-- Opening Marker --

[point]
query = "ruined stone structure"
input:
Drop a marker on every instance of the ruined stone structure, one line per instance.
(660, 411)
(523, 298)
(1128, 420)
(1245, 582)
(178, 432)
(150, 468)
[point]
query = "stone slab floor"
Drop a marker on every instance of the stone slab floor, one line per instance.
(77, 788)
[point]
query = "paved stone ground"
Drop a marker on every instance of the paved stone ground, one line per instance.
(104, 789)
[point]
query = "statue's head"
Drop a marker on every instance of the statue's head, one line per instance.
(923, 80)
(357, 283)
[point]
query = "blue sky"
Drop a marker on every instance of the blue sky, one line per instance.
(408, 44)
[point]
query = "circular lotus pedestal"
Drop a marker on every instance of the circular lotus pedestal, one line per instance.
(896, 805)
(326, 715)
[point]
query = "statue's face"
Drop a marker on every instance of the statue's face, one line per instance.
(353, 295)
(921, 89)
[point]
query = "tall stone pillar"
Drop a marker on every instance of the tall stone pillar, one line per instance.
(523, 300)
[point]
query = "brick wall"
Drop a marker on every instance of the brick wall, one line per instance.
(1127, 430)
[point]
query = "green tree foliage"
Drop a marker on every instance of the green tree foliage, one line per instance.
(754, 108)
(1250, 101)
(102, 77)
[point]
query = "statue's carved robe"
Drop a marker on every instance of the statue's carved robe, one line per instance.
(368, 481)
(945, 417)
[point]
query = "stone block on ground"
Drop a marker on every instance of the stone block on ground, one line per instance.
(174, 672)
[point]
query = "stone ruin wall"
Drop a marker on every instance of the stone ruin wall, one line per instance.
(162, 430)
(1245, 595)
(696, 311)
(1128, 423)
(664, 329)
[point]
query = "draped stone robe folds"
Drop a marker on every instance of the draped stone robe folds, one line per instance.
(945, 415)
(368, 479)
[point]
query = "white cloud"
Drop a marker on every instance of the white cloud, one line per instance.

-- Closing Marker --

* **REQUIRED ACTION**
For each record in the listing, output it again exactly.

* **RESPONSE BELOW**
[point]
query = "ruined stone structure"
input:
Drop a marker on every instance of the ruined stone structure, one line per instance.
(660, 411)
(523, 298)
(1128, 420)
(1245, 582)
(178, 432)
(150, 468)
[point]
query = "stone slab floor"
Drop a marker on every instance of the stone slab floor, one line per instance.
(77, 788)
[point]
query = "paved stone ground"
Drop a marker on every instance of the paved stone ground, one line per instance.
(104, 789)
[point]
query = "statue's head"
Drop a marker on every instance of the statue's head, one line per instance.
(923, 80)
(357, 283)
[point]
query = "blue sky"
Drop a marker on every instance of the blue sky, one line per instance.
(408, 44)
[point]
query = "circular lotus pedestal"
Drop a marker on every instance of the circular lotus pedestal, one line per instance.
(896, 805)
(326, 715)
[point]
query = "statue's face"
Drop a marker on every instance of the statue's face, one line per instance.
(353, 295)
(921, 89)
[point]
query = "tall stone pillar"
Drop a marker on every instance of the tall stone pillar, one line per instance.
(523, 300)
[point]
query = "brick wall"
Drop a marker on every instance of the brick wall, one line per instance.
(1127, 430)
[point]
query = "green tree foliage"
Drop a marker on every instance of the green tree foliage, one line per instance.
(754, 108)
(1250, 101)
(102, 77)
[point]
query = "statue's carved robe"
Drop a marker on every instance of the statue's carved robe, one line per instance.
(368, 481)
(945, 417)
[point]
query = "stone block on ground"
Drop a marker on every instance of the stone block on ground, one line per instance.
(174, 672)
[point]
query = "stone ruin wall"
Drop a marker on every instance of the stone ruin wall, one line per instance.
(162, 430)
(1245, 595)
(696, 311)
(1128, 423)
(664, 329)
[point]
query = "draped stone robe folds"
Drop a marker on every instance of the draped stone robe folds, one line per instance.
(945, 415)
(368, 479)
[point]
query = "white cloud"
Drop a marker on every instance of the white cloud, one line per instance.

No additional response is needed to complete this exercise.